• _DIRECTIVE_: Copy the rows below word for word, beginning with the very first line and stopping after the line that contains "240], [31, 245]]".

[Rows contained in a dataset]
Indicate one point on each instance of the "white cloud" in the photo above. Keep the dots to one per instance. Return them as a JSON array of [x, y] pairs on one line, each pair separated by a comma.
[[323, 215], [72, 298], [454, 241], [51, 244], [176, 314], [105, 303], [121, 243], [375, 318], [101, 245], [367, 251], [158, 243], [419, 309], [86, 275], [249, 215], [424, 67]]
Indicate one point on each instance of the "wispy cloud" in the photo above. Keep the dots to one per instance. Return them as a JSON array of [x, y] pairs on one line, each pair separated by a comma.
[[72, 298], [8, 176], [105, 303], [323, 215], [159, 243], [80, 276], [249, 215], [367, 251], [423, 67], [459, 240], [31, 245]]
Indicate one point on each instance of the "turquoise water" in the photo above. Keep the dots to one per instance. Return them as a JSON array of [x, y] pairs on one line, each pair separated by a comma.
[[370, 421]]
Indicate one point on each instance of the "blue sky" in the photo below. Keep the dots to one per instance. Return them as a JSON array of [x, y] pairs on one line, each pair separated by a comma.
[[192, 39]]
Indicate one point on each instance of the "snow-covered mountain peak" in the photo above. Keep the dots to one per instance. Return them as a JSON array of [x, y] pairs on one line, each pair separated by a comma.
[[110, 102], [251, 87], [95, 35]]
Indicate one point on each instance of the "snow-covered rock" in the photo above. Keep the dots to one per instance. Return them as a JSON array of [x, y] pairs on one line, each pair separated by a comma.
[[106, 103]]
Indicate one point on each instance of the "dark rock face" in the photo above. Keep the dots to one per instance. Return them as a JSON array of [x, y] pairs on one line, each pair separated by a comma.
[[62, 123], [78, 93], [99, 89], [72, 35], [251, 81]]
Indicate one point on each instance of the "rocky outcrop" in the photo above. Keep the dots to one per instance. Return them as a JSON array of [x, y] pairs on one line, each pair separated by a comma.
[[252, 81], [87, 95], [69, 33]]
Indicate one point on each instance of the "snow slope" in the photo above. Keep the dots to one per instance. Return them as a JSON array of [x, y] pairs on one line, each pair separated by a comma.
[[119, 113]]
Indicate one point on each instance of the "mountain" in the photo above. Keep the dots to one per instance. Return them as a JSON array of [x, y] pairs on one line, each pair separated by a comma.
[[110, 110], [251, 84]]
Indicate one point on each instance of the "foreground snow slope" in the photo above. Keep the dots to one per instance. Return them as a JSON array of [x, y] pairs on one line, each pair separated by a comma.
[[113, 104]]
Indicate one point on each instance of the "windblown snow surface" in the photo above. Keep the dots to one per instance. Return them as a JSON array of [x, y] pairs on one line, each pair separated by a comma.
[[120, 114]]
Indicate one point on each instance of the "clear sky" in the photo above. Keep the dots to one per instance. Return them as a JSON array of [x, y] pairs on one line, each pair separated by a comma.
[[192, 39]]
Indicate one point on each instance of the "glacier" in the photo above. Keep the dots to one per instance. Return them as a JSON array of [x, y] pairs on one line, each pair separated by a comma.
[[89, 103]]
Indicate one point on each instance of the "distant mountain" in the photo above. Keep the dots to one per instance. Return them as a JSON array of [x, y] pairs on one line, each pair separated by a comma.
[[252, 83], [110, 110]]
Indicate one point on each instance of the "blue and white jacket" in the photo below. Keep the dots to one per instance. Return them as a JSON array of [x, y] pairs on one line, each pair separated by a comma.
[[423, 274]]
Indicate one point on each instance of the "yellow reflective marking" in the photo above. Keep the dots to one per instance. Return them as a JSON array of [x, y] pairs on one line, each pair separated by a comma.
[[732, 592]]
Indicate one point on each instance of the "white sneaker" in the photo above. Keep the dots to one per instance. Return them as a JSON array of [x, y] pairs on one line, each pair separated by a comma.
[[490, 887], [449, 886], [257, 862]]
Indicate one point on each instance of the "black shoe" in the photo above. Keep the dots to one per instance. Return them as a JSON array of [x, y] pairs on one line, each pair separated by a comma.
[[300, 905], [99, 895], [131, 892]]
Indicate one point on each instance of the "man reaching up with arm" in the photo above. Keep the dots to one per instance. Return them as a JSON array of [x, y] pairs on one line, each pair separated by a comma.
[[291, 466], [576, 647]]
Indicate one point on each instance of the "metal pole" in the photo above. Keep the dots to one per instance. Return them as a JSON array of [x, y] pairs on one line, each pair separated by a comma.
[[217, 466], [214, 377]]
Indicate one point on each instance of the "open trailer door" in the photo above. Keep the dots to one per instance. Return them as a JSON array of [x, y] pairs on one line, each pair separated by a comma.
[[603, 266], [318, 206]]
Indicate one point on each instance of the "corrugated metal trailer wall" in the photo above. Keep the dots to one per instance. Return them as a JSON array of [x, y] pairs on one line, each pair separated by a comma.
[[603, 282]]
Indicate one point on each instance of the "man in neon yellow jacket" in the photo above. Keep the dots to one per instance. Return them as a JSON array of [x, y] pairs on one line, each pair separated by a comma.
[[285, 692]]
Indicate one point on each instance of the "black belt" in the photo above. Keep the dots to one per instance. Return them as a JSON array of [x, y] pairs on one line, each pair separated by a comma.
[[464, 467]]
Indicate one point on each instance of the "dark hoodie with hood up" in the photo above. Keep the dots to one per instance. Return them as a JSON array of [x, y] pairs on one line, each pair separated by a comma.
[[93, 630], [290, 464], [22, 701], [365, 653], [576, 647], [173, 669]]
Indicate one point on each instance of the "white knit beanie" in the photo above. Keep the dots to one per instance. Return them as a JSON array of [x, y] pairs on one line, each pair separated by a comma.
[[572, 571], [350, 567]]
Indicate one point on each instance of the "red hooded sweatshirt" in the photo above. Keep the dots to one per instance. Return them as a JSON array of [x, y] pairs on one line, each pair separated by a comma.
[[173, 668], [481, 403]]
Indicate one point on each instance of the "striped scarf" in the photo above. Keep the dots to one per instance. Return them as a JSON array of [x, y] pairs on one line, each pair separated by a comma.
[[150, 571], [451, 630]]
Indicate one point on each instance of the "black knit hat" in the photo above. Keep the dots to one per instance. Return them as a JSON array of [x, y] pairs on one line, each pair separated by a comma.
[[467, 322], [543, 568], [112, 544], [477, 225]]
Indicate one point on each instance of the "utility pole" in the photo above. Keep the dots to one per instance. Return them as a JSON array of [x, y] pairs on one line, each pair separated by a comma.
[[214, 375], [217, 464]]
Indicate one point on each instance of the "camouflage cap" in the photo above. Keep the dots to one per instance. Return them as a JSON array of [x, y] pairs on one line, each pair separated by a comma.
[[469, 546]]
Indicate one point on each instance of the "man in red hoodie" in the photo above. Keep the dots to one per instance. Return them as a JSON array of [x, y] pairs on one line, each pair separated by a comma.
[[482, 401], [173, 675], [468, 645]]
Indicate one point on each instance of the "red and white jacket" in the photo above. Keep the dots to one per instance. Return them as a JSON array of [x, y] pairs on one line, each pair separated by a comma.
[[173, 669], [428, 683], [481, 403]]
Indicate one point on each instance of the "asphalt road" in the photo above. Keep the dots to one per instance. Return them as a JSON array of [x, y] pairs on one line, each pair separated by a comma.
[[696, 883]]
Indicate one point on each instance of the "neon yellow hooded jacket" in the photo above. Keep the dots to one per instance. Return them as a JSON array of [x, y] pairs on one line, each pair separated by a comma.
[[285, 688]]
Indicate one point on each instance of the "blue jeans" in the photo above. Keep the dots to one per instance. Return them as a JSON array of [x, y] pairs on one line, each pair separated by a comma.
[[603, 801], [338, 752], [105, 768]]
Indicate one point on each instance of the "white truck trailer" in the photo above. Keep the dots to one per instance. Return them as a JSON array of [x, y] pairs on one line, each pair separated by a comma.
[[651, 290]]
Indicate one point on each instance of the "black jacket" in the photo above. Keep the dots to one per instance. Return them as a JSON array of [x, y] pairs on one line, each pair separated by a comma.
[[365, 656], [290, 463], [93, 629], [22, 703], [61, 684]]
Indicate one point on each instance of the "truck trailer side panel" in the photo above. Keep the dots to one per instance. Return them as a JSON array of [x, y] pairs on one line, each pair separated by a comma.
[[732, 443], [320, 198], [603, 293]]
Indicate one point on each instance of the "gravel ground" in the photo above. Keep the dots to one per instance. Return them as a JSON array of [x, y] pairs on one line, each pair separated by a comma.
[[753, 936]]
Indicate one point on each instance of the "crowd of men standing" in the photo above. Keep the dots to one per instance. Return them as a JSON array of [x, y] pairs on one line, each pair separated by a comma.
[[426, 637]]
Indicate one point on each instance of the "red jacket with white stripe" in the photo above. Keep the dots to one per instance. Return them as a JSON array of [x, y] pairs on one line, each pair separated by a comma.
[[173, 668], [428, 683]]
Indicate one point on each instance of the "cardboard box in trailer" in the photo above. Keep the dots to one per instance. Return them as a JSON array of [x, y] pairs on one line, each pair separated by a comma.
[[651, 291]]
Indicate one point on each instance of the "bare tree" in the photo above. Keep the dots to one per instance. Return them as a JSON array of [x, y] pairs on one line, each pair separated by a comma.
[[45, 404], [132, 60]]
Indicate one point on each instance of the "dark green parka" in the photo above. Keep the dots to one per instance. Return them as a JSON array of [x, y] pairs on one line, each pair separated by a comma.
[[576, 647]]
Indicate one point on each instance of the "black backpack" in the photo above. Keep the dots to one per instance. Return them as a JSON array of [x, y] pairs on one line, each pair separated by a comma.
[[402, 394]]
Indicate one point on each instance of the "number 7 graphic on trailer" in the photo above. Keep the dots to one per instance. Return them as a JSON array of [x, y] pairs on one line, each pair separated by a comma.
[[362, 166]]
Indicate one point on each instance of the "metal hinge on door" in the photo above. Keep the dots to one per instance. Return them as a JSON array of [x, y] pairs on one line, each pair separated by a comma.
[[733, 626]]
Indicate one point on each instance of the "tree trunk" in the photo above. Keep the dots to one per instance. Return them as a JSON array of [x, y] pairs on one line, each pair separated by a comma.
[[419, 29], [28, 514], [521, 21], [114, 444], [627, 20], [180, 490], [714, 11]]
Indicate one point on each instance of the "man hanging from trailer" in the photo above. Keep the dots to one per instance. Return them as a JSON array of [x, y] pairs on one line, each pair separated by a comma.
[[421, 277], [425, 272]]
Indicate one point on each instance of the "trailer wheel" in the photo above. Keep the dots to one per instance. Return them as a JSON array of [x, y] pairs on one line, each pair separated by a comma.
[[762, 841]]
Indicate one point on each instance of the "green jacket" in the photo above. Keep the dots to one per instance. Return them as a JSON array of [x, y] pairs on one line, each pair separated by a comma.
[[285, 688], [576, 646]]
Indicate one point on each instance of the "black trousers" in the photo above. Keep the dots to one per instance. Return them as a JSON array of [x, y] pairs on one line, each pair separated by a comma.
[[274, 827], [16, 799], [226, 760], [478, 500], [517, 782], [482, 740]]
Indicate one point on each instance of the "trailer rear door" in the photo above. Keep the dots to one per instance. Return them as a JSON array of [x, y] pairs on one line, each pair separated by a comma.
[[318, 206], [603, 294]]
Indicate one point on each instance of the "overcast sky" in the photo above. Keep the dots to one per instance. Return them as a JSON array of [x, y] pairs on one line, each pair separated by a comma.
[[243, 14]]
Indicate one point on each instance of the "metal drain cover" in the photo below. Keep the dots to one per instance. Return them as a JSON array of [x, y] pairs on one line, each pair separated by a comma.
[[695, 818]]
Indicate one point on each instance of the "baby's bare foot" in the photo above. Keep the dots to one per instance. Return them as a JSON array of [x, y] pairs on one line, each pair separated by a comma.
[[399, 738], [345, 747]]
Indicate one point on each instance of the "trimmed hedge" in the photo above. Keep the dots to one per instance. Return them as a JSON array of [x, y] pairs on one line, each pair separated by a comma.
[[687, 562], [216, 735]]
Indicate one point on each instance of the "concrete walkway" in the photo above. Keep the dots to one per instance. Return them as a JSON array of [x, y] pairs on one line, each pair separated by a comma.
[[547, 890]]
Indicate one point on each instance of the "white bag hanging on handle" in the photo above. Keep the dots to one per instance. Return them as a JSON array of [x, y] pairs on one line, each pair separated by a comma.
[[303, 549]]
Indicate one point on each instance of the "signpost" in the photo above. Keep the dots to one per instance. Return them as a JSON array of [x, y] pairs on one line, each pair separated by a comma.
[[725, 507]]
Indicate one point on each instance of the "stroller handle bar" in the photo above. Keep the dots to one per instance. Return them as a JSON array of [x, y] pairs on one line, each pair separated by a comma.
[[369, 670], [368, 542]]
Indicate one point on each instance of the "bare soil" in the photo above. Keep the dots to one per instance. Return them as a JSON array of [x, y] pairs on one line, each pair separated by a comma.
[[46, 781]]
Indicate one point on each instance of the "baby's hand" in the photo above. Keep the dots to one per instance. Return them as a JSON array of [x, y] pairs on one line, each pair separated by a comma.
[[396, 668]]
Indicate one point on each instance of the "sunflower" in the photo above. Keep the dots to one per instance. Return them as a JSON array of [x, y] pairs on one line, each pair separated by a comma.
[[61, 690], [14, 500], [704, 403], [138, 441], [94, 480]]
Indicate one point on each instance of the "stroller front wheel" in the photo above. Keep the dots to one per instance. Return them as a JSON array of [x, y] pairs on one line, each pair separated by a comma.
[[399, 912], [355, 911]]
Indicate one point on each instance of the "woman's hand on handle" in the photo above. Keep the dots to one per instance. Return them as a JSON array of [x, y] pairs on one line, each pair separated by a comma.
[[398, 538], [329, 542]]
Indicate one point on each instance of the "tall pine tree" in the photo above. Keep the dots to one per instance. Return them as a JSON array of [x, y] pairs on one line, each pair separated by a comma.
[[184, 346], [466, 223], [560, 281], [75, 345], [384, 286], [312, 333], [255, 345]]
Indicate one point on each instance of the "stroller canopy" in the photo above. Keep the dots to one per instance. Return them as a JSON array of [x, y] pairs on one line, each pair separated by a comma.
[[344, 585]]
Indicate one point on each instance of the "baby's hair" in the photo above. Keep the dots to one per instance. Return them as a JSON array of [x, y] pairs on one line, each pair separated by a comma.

• _REPLY_:
Indicate one point on each instance of the "white cloud" in the photo above. Keep the dots to one per instance. Return them as a JSON array of [x, y] pairs on one line, each pair separated by a comma.
[[323, 215], [72, 298], [454, 241], [51, 244], [176, 314], [105, 303], [121, 243], [375, 318], [101, 245], [367, 251], [158, 243], [419, 309], [86, 275], [249, 215], [424, 67]]
Indicate one point on each instance of the "wispy cloud" in the photo above. Keep the dots to one per instance. Return them as a JSON array of [x, y] pairs on one line, each pair separated by a comma.
[[72, 298], [8, 176], [105, 303], [323, 215], [159, 243], [80, 276], [249, 215], [367, 251], [423, 67], [459, 240], [31, 245]]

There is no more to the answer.